▶ Task to complete
Repeat only the stretch of lines below that runs from the line with "Target: ruffled collar" through the line with "Objective — for every instance of the feathered", unaltered.

*** Opening Available data ***

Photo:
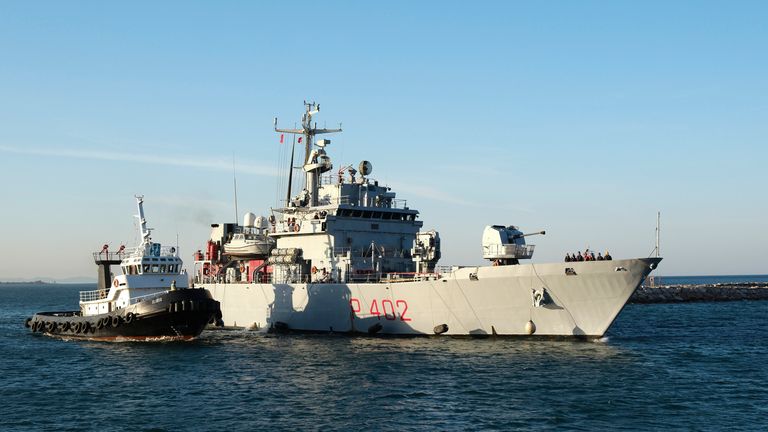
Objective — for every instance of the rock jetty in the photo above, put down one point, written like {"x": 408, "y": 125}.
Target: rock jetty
{"x": 699, "y": 293}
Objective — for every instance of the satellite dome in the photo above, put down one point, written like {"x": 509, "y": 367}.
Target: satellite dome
{"x": 365, "y": 168}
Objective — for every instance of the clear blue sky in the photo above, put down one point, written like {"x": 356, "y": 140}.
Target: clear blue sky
{"x": 581, "y": 118}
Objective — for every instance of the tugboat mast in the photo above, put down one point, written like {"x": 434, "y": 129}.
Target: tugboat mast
{"x": 308, "y": 130}
{"x": 143, "y": 230}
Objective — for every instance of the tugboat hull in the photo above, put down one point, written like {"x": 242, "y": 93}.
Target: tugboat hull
{"x": 171, "y": 315}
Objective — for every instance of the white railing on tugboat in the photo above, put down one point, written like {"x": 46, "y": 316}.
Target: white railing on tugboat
{"x": 108, "y": 256}
{"x": 86, "y": 296}
{"x": 142, "y": 251}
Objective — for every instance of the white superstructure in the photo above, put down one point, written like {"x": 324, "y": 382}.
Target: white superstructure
{"x": 148, "y": 270}
{"x": 349, "y": 256}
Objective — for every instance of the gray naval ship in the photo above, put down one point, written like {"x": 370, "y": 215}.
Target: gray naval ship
{"x": 345, "y": 255}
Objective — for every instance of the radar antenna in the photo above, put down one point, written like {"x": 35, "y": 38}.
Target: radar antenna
{"x": 309, "y": 130}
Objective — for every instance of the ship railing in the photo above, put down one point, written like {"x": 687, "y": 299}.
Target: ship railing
{"x": 508, "y": 251}
{"x": 445, "y": 269}
{"x": 341, "y": 251}
{"x": 157, "y": 252}
{"x": 86, "y": 296}
{"x": 108, "y": 256}
{"x": 395, "y": 203}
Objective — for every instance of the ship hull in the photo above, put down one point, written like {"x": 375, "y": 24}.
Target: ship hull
{"x": 577, "y": 299}
{"x": 174, "y": 315}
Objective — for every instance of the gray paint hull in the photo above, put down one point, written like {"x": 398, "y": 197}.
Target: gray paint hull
{"x": 470, "y": 301}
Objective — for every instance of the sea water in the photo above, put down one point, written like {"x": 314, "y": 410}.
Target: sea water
{"x": 698, "y": 366}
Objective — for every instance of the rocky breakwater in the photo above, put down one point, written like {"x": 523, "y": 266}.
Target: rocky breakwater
{"x": 696, "y": 293}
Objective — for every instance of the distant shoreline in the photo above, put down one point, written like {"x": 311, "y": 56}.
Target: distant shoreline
{"x": 38, "y": 282}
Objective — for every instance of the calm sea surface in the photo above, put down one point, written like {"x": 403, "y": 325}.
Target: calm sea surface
{"x": 698, "y": 366}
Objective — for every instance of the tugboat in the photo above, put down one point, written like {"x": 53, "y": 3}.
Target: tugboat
{"x": 151, "y": 300}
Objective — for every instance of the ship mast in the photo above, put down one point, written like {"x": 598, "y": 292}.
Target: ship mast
{"x": 143, "y": 230}
{"x": 308, "y": 130}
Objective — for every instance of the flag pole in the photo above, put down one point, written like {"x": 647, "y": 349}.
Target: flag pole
{"x": 290, "y": 172}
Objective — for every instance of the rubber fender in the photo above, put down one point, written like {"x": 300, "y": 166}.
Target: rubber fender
{"x": 375, "y": 328}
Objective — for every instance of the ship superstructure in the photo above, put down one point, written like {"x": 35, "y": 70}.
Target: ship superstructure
{"x": 349, "y": 256}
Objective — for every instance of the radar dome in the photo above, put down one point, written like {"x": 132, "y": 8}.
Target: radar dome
{"x": 365, "y": 168}
{"x": 249, "y": 219}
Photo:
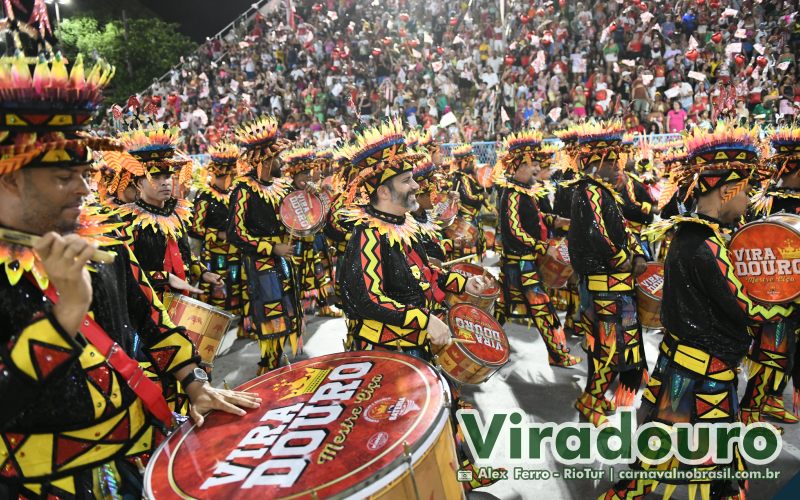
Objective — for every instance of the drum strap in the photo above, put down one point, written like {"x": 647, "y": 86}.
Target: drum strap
{"x": 129, "y": 369}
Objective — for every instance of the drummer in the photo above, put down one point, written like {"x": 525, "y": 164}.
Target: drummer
{"x": 210, "y": 226}
{"x": 607, "y": 258}
{"x": 156, "y": 223}
{"x": 427, "y": 176}
{"x": 705, "y": 311}
{"x": 313, "y": 279}
{"x": 524, "y": 230}
{"x": 390, "y": 293}
{"x": 271, "y": 303}
{"x": 72, "y": 427}
{"x": 771, "y": 359}
{"x": 472, "y": 197}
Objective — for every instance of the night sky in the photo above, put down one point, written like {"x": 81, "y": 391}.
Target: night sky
{"x": 198, "y": 18}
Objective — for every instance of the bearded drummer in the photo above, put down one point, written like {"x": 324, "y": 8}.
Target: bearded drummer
{"x": 705, "y": 311}
{"x": 607, "y": 258}
{"x": 390, "y": 293}
{"x": 210, "y": 226}
{"x": 73, "y": 426}
{"x": 313, "y": 277}
{"x": 524, "y": 228}
{"x": 771, "y": 360}
{"x": 271, "y": 303}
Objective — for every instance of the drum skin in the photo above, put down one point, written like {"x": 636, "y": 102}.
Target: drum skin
{"x": 473, "y": 363}
{"x": 555, "y": 273}
{"x": 302, "y": 212}
{"x": 766, "y": 258}
{"x": 486, "y": 299}
{"x": 205, "y": 324}
{"x": 649, "y": 290}
{"x": 333, "y": 426}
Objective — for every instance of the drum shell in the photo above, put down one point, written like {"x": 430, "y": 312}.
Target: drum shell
{"x": 555, "y": 272}
{"x": 648, "y": 304}
{"x": 461, "y": 364}
{"x": 766, "y": 258}
{"x": 359, "y": 469}
{"x": 484, "y": 301}
{"x": 311, "y": 207}
{"x": 205, "y": 324}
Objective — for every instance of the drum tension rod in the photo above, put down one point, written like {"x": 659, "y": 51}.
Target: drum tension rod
{"x": 407, "y": 456}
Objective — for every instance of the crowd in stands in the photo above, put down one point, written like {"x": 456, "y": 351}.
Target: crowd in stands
{"x": 663, "y": 66}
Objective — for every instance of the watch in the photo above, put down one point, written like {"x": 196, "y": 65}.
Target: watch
{"x": 198, "y": 374}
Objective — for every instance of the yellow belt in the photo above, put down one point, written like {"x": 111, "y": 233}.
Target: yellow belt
{"x": 697, "y": 360}
{"x": 616, "y": 282}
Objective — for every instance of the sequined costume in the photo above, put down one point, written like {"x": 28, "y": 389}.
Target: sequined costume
{"x": 706, "y": 314}
{"x": 772, "y": 358}
{"x": 314, "y": 280}
{"x": 219, "y": 256}
{"x": 472, "y": 196}
{"x": 388, "y": 288}
{"x": 599, "y": 245}
{"x": 524, "y": 231}
{"x": 271, "y": 304}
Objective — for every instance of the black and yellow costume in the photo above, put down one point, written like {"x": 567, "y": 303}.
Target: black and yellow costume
{"x": 271, "y": 305}
{"x": 472, "y": 197}
{"x": 772, "y": 358}
{"x": 70, "y": 425}
{"x": 524, "y": 230}
{"x": 210, "y": 226}
{"x": 599, "y": 245}
{"x": 705, "y": 313}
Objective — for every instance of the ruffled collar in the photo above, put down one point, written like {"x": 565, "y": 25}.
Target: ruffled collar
{"x": 170, "y": 220}
{"x": 16, "y": 260}
{"x": 272, "y": 191}
{"x": 397, "y": 228}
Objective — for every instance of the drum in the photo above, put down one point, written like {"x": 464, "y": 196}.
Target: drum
{"x": 346, "y": 425}
{"x": 649, "y": 288}
{"x": 462, "y": 230}
{"x": 485, "y": 351}
{"x": 766, "y": 258}
{"x": 486, "y": 299}
{"x": 205, "y": 324}
{"x": 302, "y": 212}
{"x": 556, "y": 272}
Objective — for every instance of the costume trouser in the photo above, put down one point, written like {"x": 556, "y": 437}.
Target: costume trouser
{"x": 524, "y": 297}
{"x": 272, "y": 309}
{"x": 687, "y": 386}
{"x": 613, "y": 342}
{"x": 229, "y": 267}
{"x": 769, "y": 365}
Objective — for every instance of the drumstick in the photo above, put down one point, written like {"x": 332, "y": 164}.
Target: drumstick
{"x": 460, "y": 259}
{"x": 29, "y": 240}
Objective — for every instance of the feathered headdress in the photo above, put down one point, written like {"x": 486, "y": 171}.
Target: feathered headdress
{"x": 46, "y": 102}
{"x": 297, "y": 160}
{"x": 598, "y": 142}
{"x": 728, "y": 154}
{"x": 380, "y": 154}
{"x": 224, "y": 156}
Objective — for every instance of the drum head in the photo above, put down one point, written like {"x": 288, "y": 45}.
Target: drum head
{"x": 334, "y": 425}
{"x": 651, "y": 281}
{"x": 471, "y": 323}
{"x": 302, "y": 212}
{"x": 766, "y": 258}
{"x": 469, "y": 270}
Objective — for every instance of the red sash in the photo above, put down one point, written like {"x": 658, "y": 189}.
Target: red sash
{"x": 129, "y": 369}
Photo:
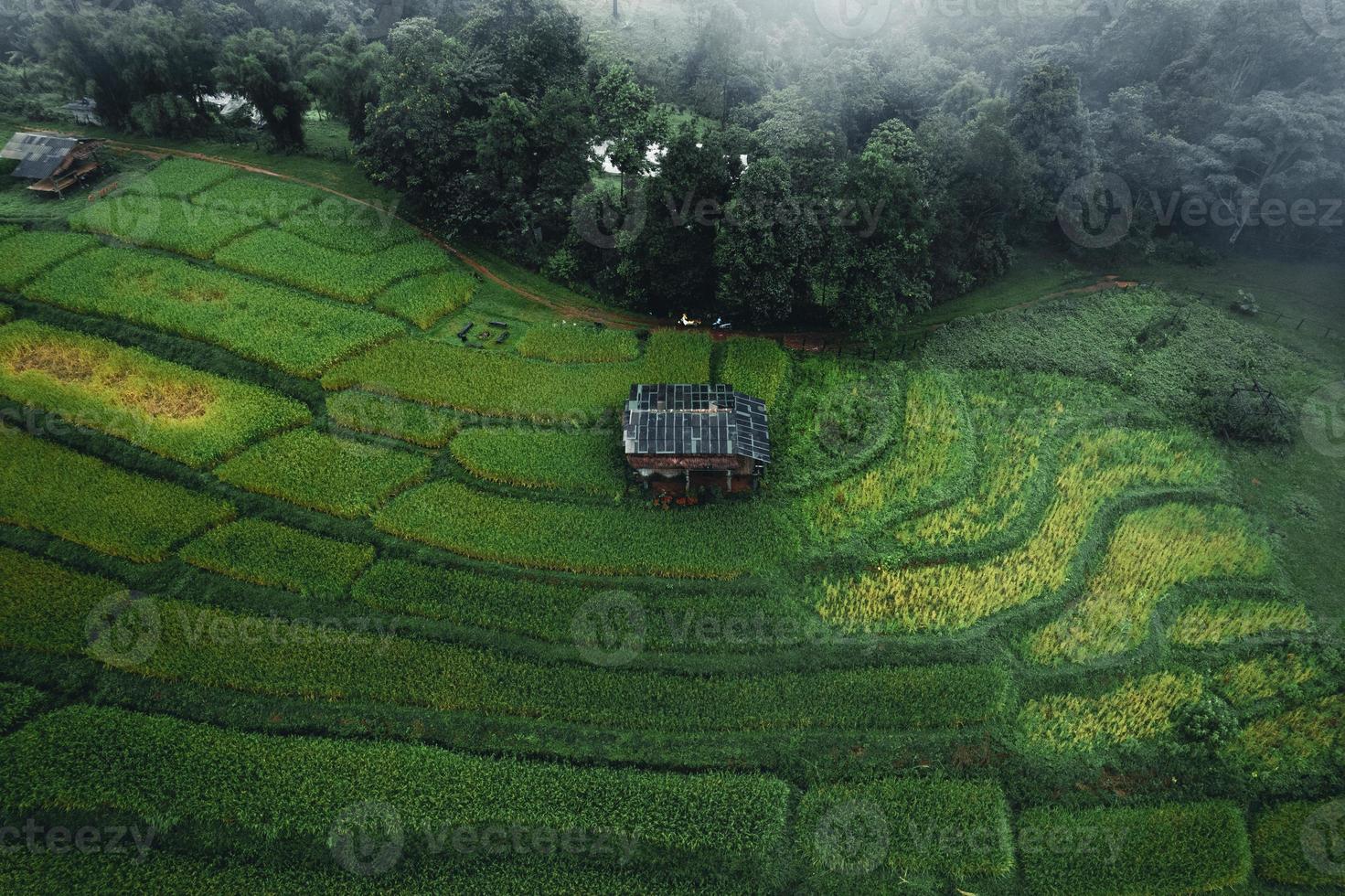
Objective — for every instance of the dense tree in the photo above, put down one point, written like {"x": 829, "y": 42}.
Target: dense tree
{"x": 763, "y": 245}
{"x": 262, "y": 68}
{"x": 342, "y": 79}
{"x": 1051, "y": 124}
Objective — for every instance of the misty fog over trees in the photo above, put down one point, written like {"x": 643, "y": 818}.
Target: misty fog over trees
{"x": 770, "y": 160}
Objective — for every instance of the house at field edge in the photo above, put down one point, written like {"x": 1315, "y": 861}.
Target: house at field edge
{"x": 682, "y": 437}
{"x": 53, "y": 163}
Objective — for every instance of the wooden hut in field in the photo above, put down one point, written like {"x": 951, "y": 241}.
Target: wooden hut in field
{"x": 54, "y": 165}
{"x": 684, "y": 437}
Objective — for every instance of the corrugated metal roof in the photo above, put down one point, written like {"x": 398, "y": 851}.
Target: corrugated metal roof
{"x": 684, "y": 419}
{"x": 37, "y": 154}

*** Closing Available data ***

▶ Reply
Target: ruffled collar
{"x": 170, "y": 220}
{"x": 16, "y": 260}
{"x": 272, "y": 191}
{"x": 397, "y": 228}
Objective — for every instance of the drum in the photo above, put down one point, written like {"x": 464, "y": 196}.
Target: drum
{"x": 346, "y": 425}
{"x": 649, "y": 288}
{"x": 462, "y": 230}
{"x": 485, "y": 351}
{"x": 766, "y": 258}
{"x": 486, "y": 299}
{"x": 205, "y": 324}
{"x": 302, "y": 212}
{"x": 556, "y": 272}
Objective — for every instance of the costume trouser in the photo above, put down one point, written like {"x": 556, "y": 437}.
Target: costume trouser
{"x": 524, "y": 297}
{"x": 272, "y": 309}
{"x": 687, "y": 386}
{"x": 613, "y": 342}
{"x": 229, "y": 267}
{"x": 769, "y": 365}
Objective — for every instance of the drumstick in the photo above, put down one point, written like {"x": 332, "y": 164}.
Target: drumstick
{"x": 460, "y": 259}
{"x": 29, "y": 240}
Objective — for every instance of the feathered headdress in the photo above, put down one point, written like {"x": 486, "y": 171}.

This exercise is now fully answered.